• Page text:

Australian politician

Cecily Ann Rosol (born 2 January 1975) is an Australian politician for the Tasmanian Greens representing the division of Bass in the House of Assembly since the 2024 Tasmanian state election. Prior to her election, Rosol ran a counselling business called "Thrive Launceston", and has previously worked as a registered nurse.

Rosol holds a Bachelor of Applied Science (Nursing) from the University of Newcastle and a Graduate Diploma of Counselling from the University of New England.

== Political career ==
Prior to 2024, Rosol unsuccessfully contested multiple elections for the Greens, including:

- Bass in the 2021 Tasmanian state election
- Bass in the 2022 Australian federal election
- City of Launceston Council in the 2022 Tasmanian Local Government elections
- Launceston in the 2023 Tasmanian Legislative Council periodic election

When the House of Assembly was restored to 35 seats at the 2024 Tasmanian state election, Rosol was elected to the 5th seat in Bass. This saw a 2.8% swing towards Greens candidates in the electorate. Prior to her election, Bass had not had a Greens representative since the defeat of Andrea Dawkins in the 2018 Tasmania state election.

Rosol was re-elected at the 2025 Tasmanian state election.

• Supplied records:
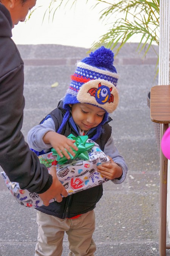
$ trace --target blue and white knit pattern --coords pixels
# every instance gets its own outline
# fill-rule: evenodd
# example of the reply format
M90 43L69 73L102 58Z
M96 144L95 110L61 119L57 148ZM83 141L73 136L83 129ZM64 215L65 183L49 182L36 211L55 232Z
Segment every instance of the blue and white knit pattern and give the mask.
M75 73L71 76L70 90L68 90L67 93L71 93L70 90L78 92L83 84L90 80L95 79L104 79L116 86L119 78L119 75L116 73L99 69L81 62L79 62L77 66Z

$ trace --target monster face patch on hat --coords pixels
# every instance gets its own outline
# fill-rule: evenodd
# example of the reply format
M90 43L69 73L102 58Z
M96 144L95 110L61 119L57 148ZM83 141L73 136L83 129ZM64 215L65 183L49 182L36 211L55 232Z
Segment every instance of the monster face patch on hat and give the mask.
M111 113L119 103L117 90L111 82L104 79L91 80L80 88L77 96L81 103L88 103Z

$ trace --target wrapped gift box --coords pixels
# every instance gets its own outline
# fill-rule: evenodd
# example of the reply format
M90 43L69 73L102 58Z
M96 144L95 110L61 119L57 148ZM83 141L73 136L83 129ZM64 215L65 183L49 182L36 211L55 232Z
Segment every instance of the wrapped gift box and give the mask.
M48 170L52 165L56 167L58 179L69 195L97 186L108 180L97 171L97 168L99 165L109 162L109 158L97 144L89 139L87 141L89 143L93 143L94 145L87 151L88 160L77 157L61 164L58 161L58 156L54 155L54 152L39 157L40 162L44 164ZM62 159L61 160L63 161ZM11 182L4 172L1 174L7 187L20 204L34 208L43 205L43 202L37 194L21 189L19 184ZM50 202L54 201L54 199Z

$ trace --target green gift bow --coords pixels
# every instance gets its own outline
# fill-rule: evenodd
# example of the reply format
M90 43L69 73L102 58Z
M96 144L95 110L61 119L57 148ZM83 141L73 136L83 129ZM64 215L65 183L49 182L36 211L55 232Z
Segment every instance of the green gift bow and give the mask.
M87 135L84 136L77 136L76 137L72 133L71 133L67 138L70 140L75 140L76 141L74 143L76 145L77 148L78 149L78 151L76 151L73 149L73 151L76 154L75 157L73 156L66 149L66 151L68 153L68 154L70 157L71 160L76 159L76 157L79 157L82 158L84 160L88 160L89 159L88 156L88 150L89 150L91 148L93 148L94 146L94 143L93 142L86 142L87 140L88 139L88 136ZM57 155L56 161L58 162L59 163L62 165L68 160L68 159L64 155L63 157L61 157L60 156L56 150L53 148L51 149L51 151L53 152L53 154L54 155Z

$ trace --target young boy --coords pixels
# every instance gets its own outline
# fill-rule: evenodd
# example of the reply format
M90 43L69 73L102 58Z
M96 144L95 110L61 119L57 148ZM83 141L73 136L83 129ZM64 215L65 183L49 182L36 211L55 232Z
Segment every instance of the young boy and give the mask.
M116 184L125 179L127 168L115 146L108 123L108 113L117 107L116 88L118 76L113 66L114 54L103 46L78 63L71 76L69 88L58 107L28 134L34 150L54 148L61 156L69 159L70 133L88 135L96 142L110 162L99 166L97 171ZM70 151L69 151L70 152ZM92 238L95 228L93 209L102 195L102 184L63 198L60 203L37 208L39 235L36 255L62 255L64 232L68 236L70 255L93 255L96 247Z

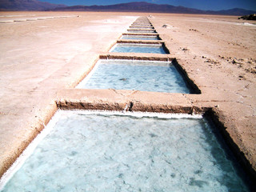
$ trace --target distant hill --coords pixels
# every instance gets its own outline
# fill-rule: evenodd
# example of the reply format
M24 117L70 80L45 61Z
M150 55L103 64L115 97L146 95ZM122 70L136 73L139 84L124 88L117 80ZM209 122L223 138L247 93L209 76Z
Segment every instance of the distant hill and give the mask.
M54 11L126 11L174 14L246 15L256 13L254 10L231 9L226 10L202 10L167 4L154 4L146 2L134 2L110 6L74 6L56 5L38 0L0 0L0 10L54 10Z
M0 0L0 10L46 10L64 6L38 0Z
M226 10L202 10L187 8L184 6L174 6L167 4L154 4L146 2L134 2L120 3L110 6L74 6L55 8L51 10L70 10L70 11L127 11L127 12L156 12L156 13L175 13L175 14L226 14L226 15L244 15L254 14L254 10L243 9L232 9Z

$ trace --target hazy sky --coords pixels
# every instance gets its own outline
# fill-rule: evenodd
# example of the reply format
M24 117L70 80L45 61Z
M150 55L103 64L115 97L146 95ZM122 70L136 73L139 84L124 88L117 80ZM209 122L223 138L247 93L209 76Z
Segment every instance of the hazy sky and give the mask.
M130 2L147 2L158 4L170 4L172 6L182 6L200 10L220 10L233 8L242 8L256 10L256 0L40 0L55 4L66 6L92 6L92 5L112 5Z

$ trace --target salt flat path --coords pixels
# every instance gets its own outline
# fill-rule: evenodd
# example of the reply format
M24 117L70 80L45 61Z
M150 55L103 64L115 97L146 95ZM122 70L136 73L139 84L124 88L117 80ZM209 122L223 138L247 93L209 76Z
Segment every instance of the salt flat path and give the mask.
M27 21L42 18L54 18ZM73 87L137 18L114 13L0 13L0 22L26 19L0 23L1 174L4 162L19 154L50 115L57 92Z
M142 106L214 108L256 170L256 27L251 22L230 16L151 14L149 18L170 56L178 58L202 94L72 92L66 88L74 87L98 55L106 54L138 16L150 14L7 14L14 16L0 14L0 21L13 20L0 22L0 175L10 166L6 162L13 162L50 118L58 97L65 95L87 102L130 99ZM57 16L60 18L14 22Z

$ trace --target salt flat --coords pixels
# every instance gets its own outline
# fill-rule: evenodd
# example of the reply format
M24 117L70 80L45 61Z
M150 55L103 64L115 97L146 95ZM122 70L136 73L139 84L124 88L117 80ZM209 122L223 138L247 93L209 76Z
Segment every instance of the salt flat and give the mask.
M138 16L150 14L171 57L202 90L202 94L162 94L162 101L215 108L256 170L256 27L252 22L170 14L2 12L0 175L55 111L58 93L74 87L98 54L106 54ZM116 98L106 93L100 97ZM154 101L150 94L138 92L133 97Z

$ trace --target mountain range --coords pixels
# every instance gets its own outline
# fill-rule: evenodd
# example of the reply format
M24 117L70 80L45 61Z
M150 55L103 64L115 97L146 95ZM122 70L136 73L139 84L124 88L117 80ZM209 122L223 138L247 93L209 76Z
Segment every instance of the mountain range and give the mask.
M65 6L38 0L0 0L0 10L46 10Z
M56 5L38 0L1 0L0 10L54 10L54 11L126 11L150 13L175 13L200 14L245 15L254 14L254 10L231 9L225 10L202 10L167 4L154 4L146 2L134 2L110 6L74 6Z

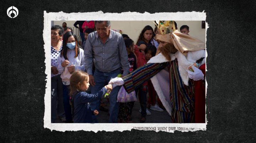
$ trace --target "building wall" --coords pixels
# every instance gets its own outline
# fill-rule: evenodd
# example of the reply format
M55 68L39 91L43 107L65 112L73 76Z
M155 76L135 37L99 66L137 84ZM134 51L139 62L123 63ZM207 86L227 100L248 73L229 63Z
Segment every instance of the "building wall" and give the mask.
M63 22L67 23L67 26L74 27L75 21L54 21L53 24L62 25ZM205 42L205 29L201 28L202 21L176 21L178 30L183 25L187 25L190 27L190 35ZM110 28L113 29L121 30L122 34L127 34L136 43L140 33L144 27L146 25L150 25L154 29L155 25L151 21L111 21ZM76 29L75 28L75 29ZM76 29L74 32L79 35L79 31Z

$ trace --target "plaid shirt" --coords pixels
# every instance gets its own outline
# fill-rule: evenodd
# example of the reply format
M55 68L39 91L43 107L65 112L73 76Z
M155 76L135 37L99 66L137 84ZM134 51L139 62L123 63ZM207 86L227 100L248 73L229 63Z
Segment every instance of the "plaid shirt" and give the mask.
M129 62L124 41L119 33L110 30L110 35L103 44L97 33L88 35L84 47L85 68L89 75L92 75L92 61L95 68L108 73L122 67L123 75L129 73Z

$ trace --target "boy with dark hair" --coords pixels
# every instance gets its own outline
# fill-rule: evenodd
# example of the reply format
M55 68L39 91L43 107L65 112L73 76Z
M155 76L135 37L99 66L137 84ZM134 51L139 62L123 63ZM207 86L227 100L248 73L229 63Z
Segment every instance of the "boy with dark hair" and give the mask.
M181 26L180 28L180 31L181 33L188 35L188 33L189 33L189 27L187 25L183 25Z
M91 33L92 32L94 32L94 30L91 28L87 28L85 30L85 32L84 33L84 38L85 38L85 41L84 41L84 42L83 43L82 45L82 47L84 47L84 46L85 45L85 42L86 42L86 40L87 40L87 37L88 37L88 35L89 35L89 34Z
M124 38L124 40L127 39L127 38L130 38L129 37L129 36L127 34L122 34L122 36L123 36L123 38Z

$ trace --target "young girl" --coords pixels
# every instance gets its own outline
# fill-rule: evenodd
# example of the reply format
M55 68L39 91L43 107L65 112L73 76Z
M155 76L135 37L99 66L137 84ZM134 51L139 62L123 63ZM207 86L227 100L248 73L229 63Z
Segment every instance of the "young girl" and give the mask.
M134 53L138 58L137 61L138 67L143 66L146 63L143 52L148 46L152 45L150 41L152 39L153 32L154 30L152 27L149 25L146 25L142 30L139 36L136 43L137 46L135 46L134 48ZM147 85L148 82L145 82L135 91L136 93L138 93L139 99L140 104L140 109L139 111L141 113L141 118L140 120L140 122L141 123L145 122L146 115L151 115L151 113L146 108Z
M96 110L92 111L90 102L98 100L107 90L112 90L112 85L104 86L96 94L88 94L85 91L89 87L89 75L82 71L74 72L70 78L69 95L72 98L74 123L92 123L92 115L98 115Z
M130 38L127 38L124 39L124 44L128 55L128 61L130 65L129 72L131 73L137 68L136 57L133 53L134 42ZM119 113L118 116L119 122L122 123L123 121L127 123L131 122L132 111L134 103L133 101L119 103Z
M73 32L69 32L63 35L62 50L57 59L57 69L61 73L63 100L66 122L73 122L71 107L69 104L69 78L76 70L85 70L84 50L80 48L77 39Z
M146 56L146 61L148 62L151 58L155 55L156 52L156 48L154 46L149 45L147 47L145 52ZM148 107L150 106L150 109L152 110L160 112L163 111L164 110L159 107L156 104L156 92L155 90L155 88L150 80L148 81L148 88L149 93L149 98L148 99Z

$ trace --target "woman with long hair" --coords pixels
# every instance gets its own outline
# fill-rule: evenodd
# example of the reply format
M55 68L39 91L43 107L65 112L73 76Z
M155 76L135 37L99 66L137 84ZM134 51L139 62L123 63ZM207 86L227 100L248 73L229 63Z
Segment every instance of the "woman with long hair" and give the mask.
M72 122L69 96L70 78L71 74L75 70L85 70L84 50L79 46L76 36L72 32L68 32L63 35L62 51L57 60L57 69L61 73L63 104L66 122Z
M150 41L153 37L153 28L151 26L146 25L144 27L139 36L136 45L134 47L134 53L137 58L138 67L142 66L146 63L144 51L146 50L148 45L152 45ZM140 104L140 109L139 111L141 113L141 118L140 120L141 123L145 122L146 115L151 114L151 113L146 108L147 85L147 82L145 82L135 91L136 93L138 94Z

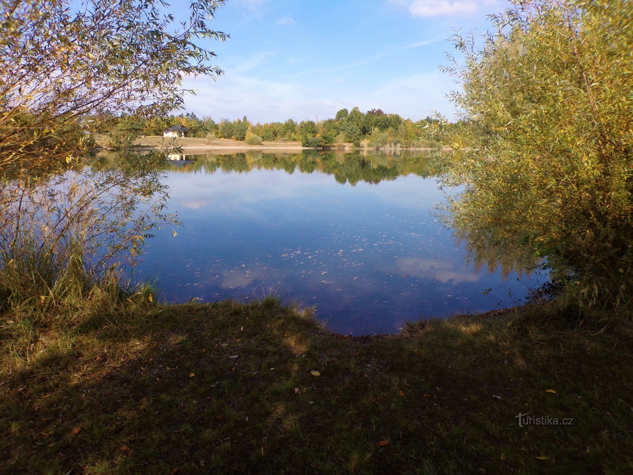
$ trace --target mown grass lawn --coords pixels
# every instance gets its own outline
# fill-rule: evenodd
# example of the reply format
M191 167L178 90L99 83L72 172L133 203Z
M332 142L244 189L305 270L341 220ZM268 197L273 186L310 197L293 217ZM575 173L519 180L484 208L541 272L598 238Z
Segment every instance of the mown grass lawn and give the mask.
M151 305L5 339L0 472L631 473L631 336L553 307L350 339L274 298Z

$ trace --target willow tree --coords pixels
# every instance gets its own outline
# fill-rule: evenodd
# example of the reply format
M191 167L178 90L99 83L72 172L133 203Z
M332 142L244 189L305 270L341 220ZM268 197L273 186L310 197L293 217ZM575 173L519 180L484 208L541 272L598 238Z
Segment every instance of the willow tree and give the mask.
M0 172L70 162L122 116L134 129L177 108L184 77L222 73L194 42L227 38L209 27L224 3L192 1L181 22L161 0L1 0Z
M460 121L439 126L464 151L444 175L465 186L451 224L527 243L609 304L633 295L632 18L629 0L514 0L482 45L454 37Z
M227 37L208 25L223 3L191 1L180 22L160 0L0 0L0 308L118 295L122 264L175 222L161 154L85 152L179 108L186 77L222 74L196 42Z

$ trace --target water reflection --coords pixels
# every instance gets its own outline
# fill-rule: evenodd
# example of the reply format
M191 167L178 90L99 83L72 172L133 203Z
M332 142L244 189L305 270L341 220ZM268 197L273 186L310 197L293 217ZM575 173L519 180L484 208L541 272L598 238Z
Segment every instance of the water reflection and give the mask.
M436 222L442 197L420 153L186 158L167 172L169 207L184 227L156 233L139 265L170 301L273 289L316 305L334 331L364 334L513 305L537 284L516 266L487 272Z

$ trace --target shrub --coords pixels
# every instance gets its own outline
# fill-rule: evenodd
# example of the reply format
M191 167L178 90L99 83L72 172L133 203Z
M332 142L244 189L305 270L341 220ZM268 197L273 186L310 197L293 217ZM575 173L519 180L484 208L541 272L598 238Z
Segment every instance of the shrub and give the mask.
M259 136L256 136L252 132L248 132L244 141L248 145L261 145L263 141Z
M323 146L323 140L320 137L306 137L301 141L301 146L313 147L314 148L322 147Z

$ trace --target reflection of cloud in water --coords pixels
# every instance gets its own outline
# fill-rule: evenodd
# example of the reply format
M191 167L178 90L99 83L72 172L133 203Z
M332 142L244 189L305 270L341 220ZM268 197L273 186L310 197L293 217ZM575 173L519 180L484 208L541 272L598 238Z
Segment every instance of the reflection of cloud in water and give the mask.
M226 276L222 276L219 279L222 281L220 284L222 288L229 289L246 287L258 281L265 282L274 280L274 282L270 283L276 284L286 274L271 269L254 269L246 270L229 270Z
M403 257L396 261L398 271L422 279L434 279L443 284L452 282L477 282L479 276L465 268L460 270L463 262L442 262L432 259Z
M180 205L183 208L189 208L191 210L197 210L200 208L204 208L210 204L211 202L206 200L184 200L180 201Z

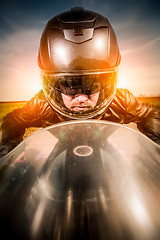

• Task description: Can you reproduce the passage of the Rosol biography that opens with the words "Cecily Ann Rosol" and closes with "a registered nurse.", copying it word for word?

• Solution:
Cecily Ann Rosol (born 2 January 1975) is an Australian politician for the Tasmanian Greens representing the division of Bass in the House of Assembly since the 2024 Tasmanian state election. Prior to her election, Rosol ran a counselling business called "Thrive Launceston", and has previously worked as a registered nurse.